### DIRECTIVE
Starting at the line that contains "For each instance of the green grass", restate each line word for word through the final line of the data, keeping both ends.

### GIVEN INFORMATION
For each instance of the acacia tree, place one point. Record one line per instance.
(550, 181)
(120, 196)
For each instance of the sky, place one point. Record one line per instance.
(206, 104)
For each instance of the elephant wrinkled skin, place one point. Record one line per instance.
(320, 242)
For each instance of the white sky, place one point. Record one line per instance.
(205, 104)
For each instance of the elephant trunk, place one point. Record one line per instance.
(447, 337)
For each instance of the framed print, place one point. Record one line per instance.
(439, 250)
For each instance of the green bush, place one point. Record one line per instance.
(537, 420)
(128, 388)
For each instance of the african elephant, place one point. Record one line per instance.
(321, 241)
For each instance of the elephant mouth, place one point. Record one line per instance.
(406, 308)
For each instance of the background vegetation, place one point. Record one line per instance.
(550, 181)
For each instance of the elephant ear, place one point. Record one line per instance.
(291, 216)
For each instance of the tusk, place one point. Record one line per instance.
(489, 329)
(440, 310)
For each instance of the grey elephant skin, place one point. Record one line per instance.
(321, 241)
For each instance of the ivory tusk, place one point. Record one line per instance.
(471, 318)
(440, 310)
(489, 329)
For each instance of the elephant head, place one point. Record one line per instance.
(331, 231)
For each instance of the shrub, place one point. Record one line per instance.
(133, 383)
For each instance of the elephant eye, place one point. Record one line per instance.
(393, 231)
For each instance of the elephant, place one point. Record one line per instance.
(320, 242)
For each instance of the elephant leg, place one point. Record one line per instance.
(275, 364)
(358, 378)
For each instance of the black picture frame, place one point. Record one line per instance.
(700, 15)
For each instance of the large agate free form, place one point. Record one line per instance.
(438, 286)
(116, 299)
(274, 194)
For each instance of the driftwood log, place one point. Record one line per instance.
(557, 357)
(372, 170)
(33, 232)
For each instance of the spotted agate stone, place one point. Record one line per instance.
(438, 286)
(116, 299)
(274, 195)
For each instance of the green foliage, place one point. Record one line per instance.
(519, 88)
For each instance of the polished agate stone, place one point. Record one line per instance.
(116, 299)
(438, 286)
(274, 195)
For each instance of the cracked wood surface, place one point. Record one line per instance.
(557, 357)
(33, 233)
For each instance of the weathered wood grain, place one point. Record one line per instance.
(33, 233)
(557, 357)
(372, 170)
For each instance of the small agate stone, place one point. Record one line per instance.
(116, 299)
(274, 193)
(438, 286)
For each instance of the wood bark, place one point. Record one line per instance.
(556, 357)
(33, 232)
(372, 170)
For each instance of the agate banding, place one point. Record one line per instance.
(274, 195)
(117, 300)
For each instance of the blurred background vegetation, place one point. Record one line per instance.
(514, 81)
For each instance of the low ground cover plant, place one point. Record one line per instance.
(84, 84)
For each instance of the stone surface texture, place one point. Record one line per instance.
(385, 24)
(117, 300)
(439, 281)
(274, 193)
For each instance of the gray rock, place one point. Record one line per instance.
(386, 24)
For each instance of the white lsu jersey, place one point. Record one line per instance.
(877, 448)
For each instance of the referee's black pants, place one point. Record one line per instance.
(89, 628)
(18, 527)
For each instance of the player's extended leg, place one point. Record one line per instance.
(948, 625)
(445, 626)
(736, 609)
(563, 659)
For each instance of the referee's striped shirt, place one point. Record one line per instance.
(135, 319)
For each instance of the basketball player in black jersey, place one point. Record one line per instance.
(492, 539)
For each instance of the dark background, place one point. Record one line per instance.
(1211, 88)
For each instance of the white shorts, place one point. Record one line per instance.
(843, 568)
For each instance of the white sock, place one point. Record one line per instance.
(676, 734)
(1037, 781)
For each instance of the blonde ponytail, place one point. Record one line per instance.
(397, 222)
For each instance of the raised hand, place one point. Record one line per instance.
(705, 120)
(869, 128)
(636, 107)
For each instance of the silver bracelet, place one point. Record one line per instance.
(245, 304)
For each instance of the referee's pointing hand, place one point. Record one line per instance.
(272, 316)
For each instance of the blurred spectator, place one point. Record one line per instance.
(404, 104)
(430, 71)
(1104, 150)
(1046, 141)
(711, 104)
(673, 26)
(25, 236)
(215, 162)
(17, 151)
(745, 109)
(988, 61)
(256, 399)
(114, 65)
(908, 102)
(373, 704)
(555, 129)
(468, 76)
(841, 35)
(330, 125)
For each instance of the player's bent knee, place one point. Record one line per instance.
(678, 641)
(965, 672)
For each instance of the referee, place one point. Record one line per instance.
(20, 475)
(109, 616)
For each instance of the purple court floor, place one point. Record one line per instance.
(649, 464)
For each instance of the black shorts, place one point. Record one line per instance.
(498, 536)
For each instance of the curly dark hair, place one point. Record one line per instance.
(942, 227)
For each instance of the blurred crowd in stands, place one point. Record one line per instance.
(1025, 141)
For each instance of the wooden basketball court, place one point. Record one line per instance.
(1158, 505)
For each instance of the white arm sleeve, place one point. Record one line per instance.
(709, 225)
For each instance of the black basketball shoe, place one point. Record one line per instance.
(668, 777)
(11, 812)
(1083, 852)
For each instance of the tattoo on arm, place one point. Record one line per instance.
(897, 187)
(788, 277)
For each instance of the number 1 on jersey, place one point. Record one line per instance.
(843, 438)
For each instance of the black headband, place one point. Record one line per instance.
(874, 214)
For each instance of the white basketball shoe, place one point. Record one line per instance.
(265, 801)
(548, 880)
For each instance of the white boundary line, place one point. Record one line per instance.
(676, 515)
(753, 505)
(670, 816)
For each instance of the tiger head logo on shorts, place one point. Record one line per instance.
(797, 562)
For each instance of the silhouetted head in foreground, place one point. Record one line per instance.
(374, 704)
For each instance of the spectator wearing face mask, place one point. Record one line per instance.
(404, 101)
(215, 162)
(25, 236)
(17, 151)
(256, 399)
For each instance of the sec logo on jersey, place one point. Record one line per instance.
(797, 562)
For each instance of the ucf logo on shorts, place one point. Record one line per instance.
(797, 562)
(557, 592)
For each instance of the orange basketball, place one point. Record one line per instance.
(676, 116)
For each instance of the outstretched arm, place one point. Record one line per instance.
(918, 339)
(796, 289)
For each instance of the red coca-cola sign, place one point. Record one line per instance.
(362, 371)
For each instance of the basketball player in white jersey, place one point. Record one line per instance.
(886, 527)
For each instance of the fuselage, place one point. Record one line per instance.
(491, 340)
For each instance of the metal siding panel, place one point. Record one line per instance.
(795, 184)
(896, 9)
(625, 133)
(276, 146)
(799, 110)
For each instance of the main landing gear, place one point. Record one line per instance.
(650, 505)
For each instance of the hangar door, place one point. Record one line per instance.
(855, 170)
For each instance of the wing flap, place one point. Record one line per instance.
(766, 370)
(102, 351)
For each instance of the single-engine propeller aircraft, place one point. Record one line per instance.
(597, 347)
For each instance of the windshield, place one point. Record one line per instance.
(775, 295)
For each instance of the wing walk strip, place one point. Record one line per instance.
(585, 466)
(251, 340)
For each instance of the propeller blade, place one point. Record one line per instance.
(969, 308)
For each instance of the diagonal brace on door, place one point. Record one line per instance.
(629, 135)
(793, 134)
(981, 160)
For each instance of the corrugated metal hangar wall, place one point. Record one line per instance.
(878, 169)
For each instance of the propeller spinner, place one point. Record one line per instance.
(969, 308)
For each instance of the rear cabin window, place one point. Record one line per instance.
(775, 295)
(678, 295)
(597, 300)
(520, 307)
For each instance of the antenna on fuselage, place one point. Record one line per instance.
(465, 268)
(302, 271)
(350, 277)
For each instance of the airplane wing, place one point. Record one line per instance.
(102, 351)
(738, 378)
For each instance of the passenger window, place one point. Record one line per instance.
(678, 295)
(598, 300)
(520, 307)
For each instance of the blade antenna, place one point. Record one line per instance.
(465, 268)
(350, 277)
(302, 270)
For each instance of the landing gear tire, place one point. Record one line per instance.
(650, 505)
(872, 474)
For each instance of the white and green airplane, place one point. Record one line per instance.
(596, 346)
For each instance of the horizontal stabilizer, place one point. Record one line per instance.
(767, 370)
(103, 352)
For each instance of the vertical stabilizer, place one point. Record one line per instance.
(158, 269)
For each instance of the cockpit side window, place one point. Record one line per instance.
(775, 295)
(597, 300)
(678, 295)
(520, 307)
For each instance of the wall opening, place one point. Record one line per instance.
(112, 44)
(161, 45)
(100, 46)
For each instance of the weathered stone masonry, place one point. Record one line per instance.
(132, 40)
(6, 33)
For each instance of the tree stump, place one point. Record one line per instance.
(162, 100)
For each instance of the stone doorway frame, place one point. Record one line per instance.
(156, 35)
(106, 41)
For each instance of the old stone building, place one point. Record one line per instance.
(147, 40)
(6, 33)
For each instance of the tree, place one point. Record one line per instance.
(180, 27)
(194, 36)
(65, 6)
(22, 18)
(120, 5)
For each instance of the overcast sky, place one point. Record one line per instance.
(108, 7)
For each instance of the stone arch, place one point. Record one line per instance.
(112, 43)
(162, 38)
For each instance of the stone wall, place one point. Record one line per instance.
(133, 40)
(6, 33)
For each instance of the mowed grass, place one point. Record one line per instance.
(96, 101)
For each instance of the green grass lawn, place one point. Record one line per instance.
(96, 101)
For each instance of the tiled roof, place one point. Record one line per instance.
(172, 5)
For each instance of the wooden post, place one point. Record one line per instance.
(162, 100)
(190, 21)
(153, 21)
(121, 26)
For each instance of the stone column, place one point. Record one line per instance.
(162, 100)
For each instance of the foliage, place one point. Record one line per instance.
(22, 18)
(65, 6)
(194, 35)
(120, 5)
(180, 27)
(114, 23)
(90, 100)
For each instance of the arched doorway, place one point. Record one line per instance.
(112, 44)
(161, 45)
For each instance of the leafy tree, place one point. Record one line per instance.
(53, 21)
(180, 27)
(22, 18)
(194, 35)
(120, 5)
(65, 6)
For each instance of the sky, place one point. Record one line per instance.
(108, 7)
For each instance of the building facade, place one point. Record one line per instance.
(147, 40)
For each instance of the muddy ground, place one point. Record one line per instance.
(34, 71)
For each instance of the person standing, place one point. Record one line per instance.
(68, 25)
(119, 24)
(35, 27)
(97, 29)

### FINAL RESULT
For each instance of the green grass lawn, place one point. Record one line per instance.
(96, 101)
For each instance of the tiled roof, place one point. Record one line per instance.
(172, 5)
For each instance of the wooden post, place one point. Record one line per instance.
(162, 100)
(190, 21)
(153, 21)
(121, 26)
For each instance of the stone column, place one point. Record one line per instance.
(162, 100)
For each instance of the foliage, place one point. Record one line per instance.
(22, 18)
(65, 6)
(194, 35)
(120, 5)
(180, 27)
(114, 23)
(90, 100)
For each instance of the arched doorway, place one point. Record one line per instance.
(112, 44)
(161, 45)
For each instance of the leafy tree, place one point. Record one line per instance.
(53, 21)
(180, 27)
(22, 18)
(194, 35)
(120, 5)
(65, 6)
For each instance of the sky, place one point. Record one line per instance.
(108, 7)
For each instance of the building facade, place one point. Record one line per instance.
(147, 40)
For each instance of the muddy ground, place one point. Record one line per instance.
(34, 71)
For each instance of the person standing, place one point. Record one line per instance.
(68, 25)
(119, 24)
(35, 27)
(97, 29)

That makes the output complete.